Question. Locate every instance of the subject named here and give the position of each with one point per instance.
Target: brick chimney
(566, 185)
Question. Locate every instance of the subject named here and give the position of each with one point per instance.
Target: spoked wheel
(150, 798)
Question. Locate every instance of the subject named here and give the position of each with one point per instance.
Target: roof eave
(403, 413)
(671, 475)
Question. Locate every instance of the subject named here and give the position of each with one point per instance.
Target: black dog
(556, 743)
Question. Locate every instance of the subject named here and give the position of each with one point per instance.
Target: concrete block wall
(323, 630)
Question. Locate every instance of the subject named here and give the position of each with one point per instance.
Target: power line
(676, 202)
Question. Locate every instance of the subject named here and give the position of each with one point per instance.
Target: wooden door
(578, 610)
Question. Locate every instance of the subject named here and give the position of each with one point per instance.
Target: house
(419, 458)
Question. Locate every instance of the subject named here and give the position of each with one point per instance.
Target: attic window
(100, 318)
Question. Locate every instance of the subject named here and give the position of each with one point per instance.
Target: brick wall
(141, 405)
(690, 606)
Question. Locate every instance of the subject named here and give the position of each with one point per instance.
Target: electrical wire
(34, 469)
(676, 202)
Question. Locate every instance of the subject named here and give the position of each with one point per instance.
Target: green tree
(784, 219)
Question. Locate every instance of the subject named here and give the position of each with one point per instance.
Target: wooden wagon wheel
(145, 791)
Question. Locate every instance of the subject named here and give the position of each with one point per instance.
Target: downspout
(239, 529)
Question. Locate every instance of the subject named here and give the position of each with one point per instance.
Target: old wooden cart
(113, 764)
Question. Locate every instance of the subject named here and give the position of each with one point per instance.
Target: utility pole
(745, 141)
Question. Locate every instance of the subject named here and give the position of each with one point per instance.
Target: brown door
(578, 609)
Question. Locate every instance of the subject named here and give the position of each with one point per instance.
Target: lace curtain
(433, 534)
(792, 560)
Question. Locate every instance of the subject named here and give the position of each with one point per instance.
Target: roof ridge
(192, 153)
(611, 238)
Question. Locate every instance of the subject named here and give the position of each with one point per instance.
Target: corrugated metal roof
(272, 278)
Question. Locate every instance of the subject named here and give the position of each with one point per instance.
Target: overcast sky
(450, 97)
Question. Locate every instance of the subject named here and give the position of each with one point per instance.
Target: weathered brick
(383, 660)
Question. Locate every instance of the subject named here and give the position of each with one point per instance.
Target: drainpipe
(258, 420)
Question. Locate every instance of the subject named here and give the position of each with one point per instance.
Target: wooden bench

## Task objective
All of the entries must be printed again exactly as given.

## Completed task
Question. Locate every instance of the subject named here and give the position of each with one point per instance.
Target: brick chimney
(566, 185)
Question. Locate every instance of the subject named here and give the position of each with one point per instance.
Target: spoked wheel
(150, 798)
Question. Locate every instance of the subject named here and give the position of each with one point per instance.
Target: roof eave
(403, 413)
(671, 475)
Question. Locate every instance of the subject named here and give the position of each with one point per instance.
Target: black dog
(556, 743)
Question. Locate every instance of the subject named here and give the position of each with one point per instance.
Target: concrete block wall
(323, 630)
Question. Locate every instance of the subject named here and give the position of each with one point per instance.
Target: power line
(676, 202)
Question. Locate every instance of the subject named here and give the position of each with one point per instance.
Target: wooden door
(578, 610)
Question. Locate every instance of the subject named here and give the position of each with one point per instance.
Target: house
(419, 458)
Question. Locate every instance of the subject named here and give the position of each with one point per instance.
Target: attic window
(100, 318)
Question. Locate every instance of the subject named here and give the position of each with one point per instance.
Target: brick wall
(141, 405)
(690, 606)
Question. Locate every instance of the subject named here and give the position of each with one point per instance.
Target: electrical wire
(34, 469)
(676, 202)
Question. Locate every instance of the subject named here and give the position of each with one point per instance.
Target: green tree
(784, 219)
Question. Locate every instance of the subject named here and give the position of each with one point per instance.
Target: wooden wagon wheel
(145, 791)
Question. Locate every instance of the subject named here and give the position of each with one point per instance.
Target: downspout
(239, 529)
Question. Locate every instance of the subject named here and give the position of each with one point per instance.
Target: old wooden cart
(113, 764)
Question. Locate every instance of the subject named here and give the position of each with one point per instance.
Target: utility pole
(745, 141)
Question. Locate every instance of the subject named here and give the position of each with one point per instance.
Target: brown door
(578, 609)
Question. Locate every instance of the subject named here and give the position of each with one point per instance.
Target: lace curtain
(433, 534)
(792, 560)
Question. Locate every instance of the subject named here and give the position of each with one point per instance.
Target: roof ridge
(192, 153)
(611, 238)
Question. Locate every instance of the subject named here and give the position of each with one point per instance.
Target: corrugated metal roof
(272, 278)
Question. Locate every instance of the subject named here and give the position of each with one point per instance.
Target: overcast sky
(450, 97)
Question. Locate every instance of the subject named here and give the position of each with one point per instance.
Target: weathered brick
(383, 660)
Question. Locate every instance of the subject named here and give the position of each with one point per instance.
Target: drainpipe
(258, 420)
Question. Locate every instance of the subject named here and give the position of each with one point per instance.
Target: wooden bench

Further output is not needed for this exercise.